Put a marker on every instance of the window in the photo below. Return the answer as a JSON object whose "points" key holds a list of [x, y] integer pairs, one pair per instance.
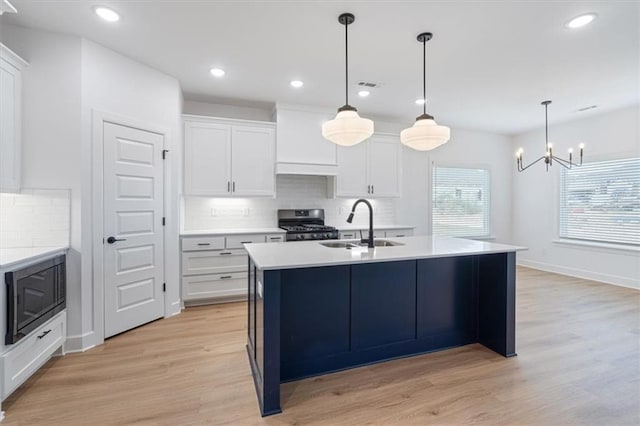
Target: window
{"points": [[601, 202], [460, 202]]}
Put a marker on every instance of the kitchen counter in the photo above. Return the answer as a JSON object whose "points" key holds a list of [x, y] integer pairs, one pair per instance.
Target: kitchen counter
{"points": [[306, 254], [14, 256], [350, 227], [230, 231], [314, 310]]}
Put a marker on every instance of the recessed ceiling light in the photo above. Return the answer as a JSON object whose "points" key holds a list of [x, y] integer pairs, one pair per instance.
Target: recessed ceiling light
{"points": [[217, 72], [581, 21], [107, 14]]}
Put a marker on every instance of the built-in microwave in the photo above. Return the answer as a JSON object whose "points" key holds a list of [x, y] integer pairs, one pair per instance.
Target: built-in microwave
{"points": [[34, 295]]}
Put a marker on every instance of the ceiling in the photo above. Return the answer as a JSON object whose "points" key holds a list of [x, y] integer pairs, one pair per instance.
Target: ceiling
────────────────
__Task brief__.
Repeat all of the records above word for word, leaving out the pictures.

__Finished task__.
Put a marker on every instance of the window in the photo below. Return the answer as a JSON object whose "points" key holds a list of [x, y] integer pairs, one pair per instance.
Target: window
{"points": [[601, 202], [460, 202]]}
Put a marker on every instance of the kitchen counter in the photo above. Return the answer as a JSON object whose "points" key holds a list of [x, y] integer pairs, one pair per instance.
Target: kitchen counter
{"points": [[306, 254], [14, 256], [350, 227], [230, 231], [314, 310]]}
Put a marker on every instance of the recessed ceiling light in the photo above. Return the answer as a JSON object whose "points" key holds a list of [x, y] integer pairs, one pair per instance.
Target: recessed ceiling light
{"points": [[217, 72], [581, 21], [107, 14]]}
Put a marker on every instance of the built-in microwave in the photo above. Return the answer as a JSON object whose "points" key holds a list of [x, y] integer pairs, one pair per instance.
Target: built-in microwave
{"points": [[34, 295]]}
Put a marker on every instance of the ceiling in the photo above. Return the answer as a JSON object whose "points" key holds a list of [x, y] integer pairs, one pair per instance.
Target: ceiling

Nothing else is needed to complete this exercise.